EXTRACTED INFORMATION: Begin

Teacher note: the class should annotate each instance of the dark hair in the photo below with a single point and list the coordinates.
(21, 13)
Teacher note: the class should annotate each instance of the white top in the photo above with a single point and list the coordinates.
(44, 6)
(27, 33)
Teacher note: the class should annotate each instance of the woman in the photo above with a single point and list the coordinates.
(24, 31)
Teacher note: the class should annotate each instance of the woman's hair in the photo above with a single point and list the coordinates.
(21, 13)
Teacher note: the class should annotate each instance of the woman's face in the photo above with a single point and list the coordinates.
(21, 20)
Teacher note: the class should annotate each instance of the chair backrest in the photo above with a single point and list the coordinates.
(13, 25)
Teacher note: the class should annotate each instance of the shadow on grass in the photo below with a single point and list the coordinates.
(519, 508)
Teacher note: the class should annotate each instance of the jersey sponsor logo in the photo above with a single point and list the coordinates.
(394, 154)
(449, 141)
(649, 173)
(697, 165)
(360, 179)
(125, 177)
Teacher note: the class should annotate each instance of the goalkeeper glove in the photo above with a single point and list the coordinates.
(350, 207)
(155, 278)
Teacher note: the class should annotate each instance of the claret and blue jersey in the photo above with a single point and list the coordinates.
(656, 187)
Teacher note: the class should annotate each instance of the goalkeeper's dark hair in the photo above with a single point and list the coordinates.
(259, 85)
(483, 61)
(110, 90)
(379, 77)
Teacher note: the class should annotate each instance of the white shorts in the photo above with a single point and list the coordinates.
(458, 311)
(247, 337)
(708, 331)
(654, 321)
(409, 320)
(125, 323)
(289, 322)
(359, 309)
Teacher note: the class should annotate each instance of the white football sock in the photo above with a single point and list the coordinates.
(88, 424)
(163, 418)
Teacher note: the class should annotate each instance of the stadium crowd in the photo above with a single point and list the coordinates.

EXTRACTED INFORMATION: End

* **WHAT YOU HAVE TO DO**
Write the whole of the data out again exactly as it stands.

* **OUTPUT FOR THIS EXERCISE**
Teacher note: the class should annotate each instance of the dark hair in the photo below with a single point and list the coordinates.
(21, 13)
Teacher note: the class should annotate each instance of the white top in the photo above with a single point and list the coordinates.
(44, 6)
(27, 33)
Teacher note: the class should annotate each instance of the woman in the photo above with a single point and list the coordinates.
(24, 31)
Teacher note: the class should annotate each instance of the woman's hair in the photo above with a single point and list the coordinates.
(21, 13)
Teacher note: the class should annotate each instance of the woman's face in the photo above with a single point and list the coordinates.
(21, 20)
Teacher note: the class should annotate each instance of the chair backrest in the photo above with a single point and list the coordinates.
(13, 25)
Teacher note: the class should annotate each instance of the shadow on grass in the photo below with a single point and list the coordinates.
(519, 508)
Teacher note: the class should annotate each instance of the jersey sponsor logo in the photo above with a single point and list the coordinates.
(394, 154)
(449, 141)
(649, 173)
(697, 165)
(360, 179)
(125, 177)
Teacher note: the class should annotate each instance of the goalkeeper glove in the photo above with a single point and list the coordinates.
(350, 207)
(155, 278)
Teacher note: the class should annotate each instance of the claret and blue jersey in the photo above with a single point and list the coordinates.
(656, 187)
Teacher note: the class should annotate each instance of the goalkeeper's dark hair in the photo above with a single point and list the coordinates.
(259, 85)
(483, 61)
(110, 90)
(379, 77)
Teacher note: the class should annotate each instance of the white shorts in the photo above with a single point and list the coordinates.
(458, 311)
(247, 337)
(708, 331)
(654, 321)
(409, 320)
(125, 323)
(289, 322)
(359, 309)
Teacher note: the class should annotate each instance of the white football sock in the photo above with a single point and list the coordinates.
(88, 424)
(163, 418)
Teacher note: the class should annotate each instance of the stadium crowd in the photo above with a single point and list the coordinates.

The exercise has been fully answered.